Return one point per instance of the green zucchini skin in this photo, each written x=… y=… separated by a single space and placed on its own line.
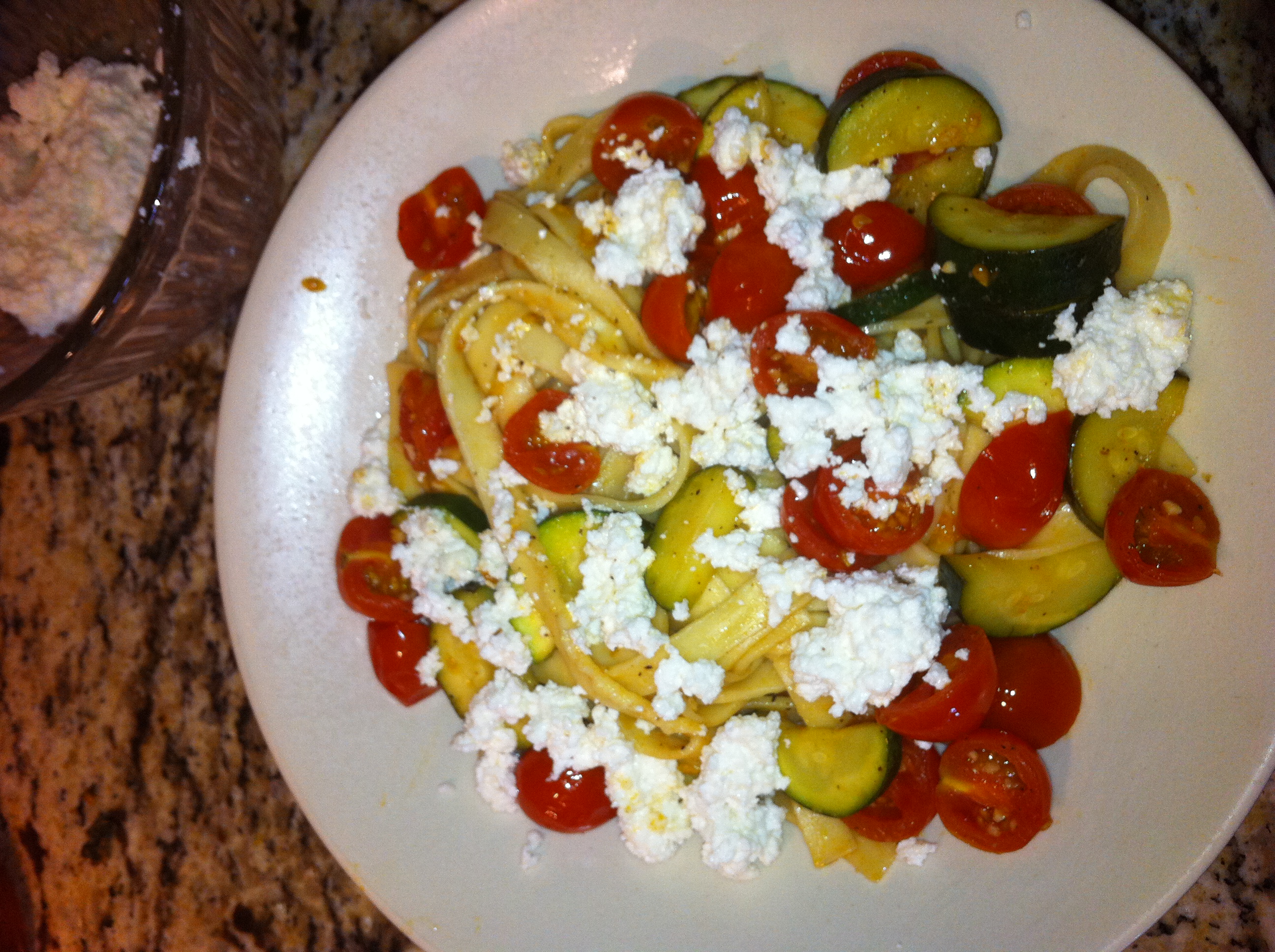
x=905 y=110
x=906 y=294
x=1006 y=277
x=838 y=770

——

What is needed>
Repeat the material verbatim. Do not carry over any picture.

Response area>
Return one point per instance of the green zucchini skin in this photo, each written x=… y=… separated by a single space and placed on its own line.
x=905 y=110
x=906 y=294
x=1006 y=277
x=838 y=770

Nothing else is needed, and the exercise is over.